=== Records provided ===

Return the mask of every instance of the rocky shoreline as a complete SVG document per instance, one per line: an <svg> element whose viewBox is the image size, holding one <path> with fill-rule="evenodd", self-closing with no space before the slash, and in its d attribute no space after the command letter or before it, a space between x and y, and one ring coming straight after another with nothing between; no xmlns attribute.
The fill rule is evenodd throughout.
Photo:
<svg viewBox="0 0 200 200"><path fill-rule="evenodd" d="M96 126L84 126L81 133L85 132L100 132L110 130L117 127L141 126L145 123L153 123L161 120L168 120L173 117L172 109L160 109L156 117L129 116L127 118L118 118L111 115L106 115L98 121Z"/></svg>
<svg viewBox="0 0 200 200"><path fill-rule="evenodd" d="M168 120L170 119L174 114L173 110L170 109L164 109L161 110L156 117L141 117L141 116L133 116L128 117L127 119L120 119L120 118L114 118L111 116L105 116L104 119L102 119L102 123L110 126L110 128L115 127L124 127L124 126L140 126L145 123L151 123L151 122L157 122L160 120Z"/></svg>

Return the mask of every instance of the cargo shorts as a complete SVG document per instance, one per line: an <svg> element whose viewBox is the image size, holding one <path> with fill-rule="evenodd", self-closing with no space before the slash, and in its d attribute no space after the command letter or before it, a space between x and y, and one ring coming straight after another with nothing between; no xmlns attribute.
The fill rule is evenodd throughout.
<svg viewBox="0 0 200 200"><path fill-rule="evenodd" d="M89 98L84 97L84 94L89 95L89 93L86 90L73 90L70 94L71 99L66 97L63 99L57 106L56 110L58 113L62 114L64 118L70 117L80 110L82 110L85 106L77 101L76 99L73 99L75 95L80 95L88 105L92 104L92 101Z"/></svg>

===

▸ **Stated goal**: Tally the lines above that contain the string "element" and give only the number.

▸ **Problem solution**: 2